■ EXERCISE INSTRUCTIONS
Return every record exactly. Omit nothing.

=== Section Start ===

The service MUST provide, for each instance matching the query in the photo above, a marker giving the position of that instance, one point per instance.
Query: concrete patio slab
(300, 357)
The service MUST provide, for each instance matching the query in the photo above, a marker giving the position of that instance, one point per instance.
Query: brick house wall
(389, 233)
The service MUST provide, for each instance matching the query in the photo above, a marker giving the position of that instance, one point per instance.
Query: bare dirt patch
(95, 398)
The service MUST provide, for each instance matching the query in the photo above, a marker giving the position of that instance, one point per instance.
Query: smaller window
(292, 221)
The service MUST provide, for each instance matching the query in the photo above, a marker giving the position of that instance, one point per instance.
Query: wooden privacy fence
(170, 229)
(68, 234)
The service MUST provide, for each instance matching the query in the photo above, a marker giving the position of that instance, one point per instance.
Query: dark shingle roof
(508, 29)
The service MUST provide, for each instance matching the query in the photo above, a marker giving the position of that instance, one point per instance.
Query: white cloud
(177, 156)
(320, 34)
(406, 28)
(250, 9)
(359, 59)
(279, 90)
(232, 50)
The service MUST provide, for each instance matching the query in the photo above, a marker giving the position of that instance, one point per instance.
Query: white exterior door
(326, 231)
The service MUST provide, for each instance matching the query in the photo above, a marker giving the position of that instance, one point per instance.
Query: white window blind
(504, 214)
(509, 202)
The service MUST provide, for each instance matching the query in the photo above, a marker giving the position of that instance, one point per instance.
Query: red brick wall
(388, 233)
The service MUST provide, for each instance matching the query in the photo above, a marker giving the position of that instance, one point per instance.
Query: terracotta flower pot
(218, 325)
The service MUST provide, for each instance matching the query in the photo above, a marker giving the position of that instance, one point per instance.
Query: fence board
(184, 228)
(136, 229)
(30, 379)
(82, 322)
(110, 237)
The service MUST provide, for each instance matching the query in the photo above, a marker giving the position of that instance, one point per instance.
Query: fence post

=== Section End ===

■ RESPONSE AREA
The service MUST provide, for each instance matching the query in the photo above, a marker giving the position of that instance, one point per instance.
Query: concrete patio slab
(300, 357)
The service MUST provide, for each instance matching the query in the photo above, a marker giving the position of that instance, one point per instance.
Query: brick house wall
(389, 233)
The service MUST provide, for each instance matching the query in the photo above, a marker giving the position of that instance, one point per instance.
Query: bare dirt patch
(95, 398)
The service MUST provide, for each instance matching the query in the photo above, a marker giving the position of that instance, one point per instance.
Query: smaller window
(292, 221)
The service MUST provide, for each instance matching the query in the photo above, a marker giving the position of that instance, one point per instance.
Query: wooden privacy fence
(170, 229)
(68, 234)
The service MUST provide, for each instance matching the query in the photo above, a marker giving the position of that instance, one point per instance.
Query: dark shingle roof
(508, 29)
The service MUST provide, for each instance matching the query in the photo above, a marker giving the position of that instance, one point per instance.
Query: white cloud
(177, 156)
(320, 34)
(406, 28)
(250, 9)
(359, 59)
(279, 90)
(232, 50)
The service MUST provide, for each instance matching the query in the photo above, a marker giving the position of that instance, one point per instance.
Query: white exterior door
(326, 231)
The service MUST provide, for each instance matching the query in the photo above, a marker giving the position of that instance, one point per instance.
Query: white window blind
(504, 214)
(509, 202)
The service MUST provide, for each instance matching the query in the photo above, a marker giving the position of that instance, one point per instance.
Query: red brick wall
(388, 233)
The service MUST provide, for each instance matching the query in the photo above, a marker giving the position of that instance, one point per instance.
Query: terracotta flower pot
(218, 325)
The service MUST provide, for each instance matching the query in the photo above, a marker giving the position of that instance, one point per instance.
Query: fence board
(184, 228)
(136, 229)
(30, 379)
(82, 322)
(110, 237)
The service MUST provide, for each instance matching the query in the photo above, a marker giving the position of that instance, one point per instance.
Query: fence post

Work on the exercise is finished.